In addition, MDCSL is currently listed by Companies House as having its accounts
more than a year overdue (accounts to 31 December 2018 were due by 30
September 2019) and its confirmation statement overdue (statement due by 30
December 2019).
Mr Dwane’s involvement with MDCSL
20.
Companies House records indicate that Mr Dwane was a Director of MDCSL from
16 December 2011 to 12 July 2014 and from 23 July 2015 to 31 August 2015.
Since 7 April 2016 to present he has been recorded as an individual with
significant influence or control over MDCSL.
21.
The Authority asked Mr Dwane about his involvement with MDCSL after he ceased
to be a Director in 2015. Mr Dwane advised he was employed as a car salesman
by the new owner, who took over MDCSL. Until 2015, Mr Dwane held 75% of the
shares in MDCSL. Since 2015, 100% of the shares in MDCSL have been held by
Mr Dwane’s accountant.
22.
During the Application process, Mr Dwane confirmed that MDCSL still exists and is
registered at the same address as his sole trader business (Michael John Dwane).
Mr Dwane is submitting a new authorisation application as a sole trader and
wishes to use the trading name Mick Dwane Car Sales, (the same trading name as
MDCSL).
23.

—————

■ STATED EXERCISE 1
Format the lines of the records below as a numbered list, leaving out any blank lines.

—————

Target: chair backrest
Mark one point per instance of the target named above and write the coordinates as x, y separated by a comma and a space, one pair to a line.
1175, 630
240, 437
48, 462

—————

■ STATED EXERCISE 2
Rewrite the section on Mr Dwane's involvement with MDCSL from "Companies House records" up to and including "Mr Dwane’s accountant.", changing "car salesman" to "mechanic".

■ WORKED ANSWER 1
1. Target: chair backrest
2. Mark one point per instance of the target named above and write the coordinates as x, y separated by a comma and a space, one pair to a line.
3. 1175, 630
4. 240, 437
5. 48, 462

■ WORKED ANSWER 2
Companies House records indicate that Mr Dwane was a Director of MDCSL from
16 December 2011 to 12 July 2014 and from 23 July 2015 to 31 August 2015.
Since 7 April 2016 to present he has been recorded as an individual with
significant influence or control over MDCSL.
21.
The Authority asked Mr Dwane about his involvement with MDCSL after he ceased
to be a Director in 2015. Mr Dwane advised he was employed as a mechanic
by the new owner, who took over MDCSL. Until 2015, Mr Dwane held 75% of the
shares in MDCSL. Since 2015, 100% of the shares in MDCSL have been held by
Mr Dwane’s accountant.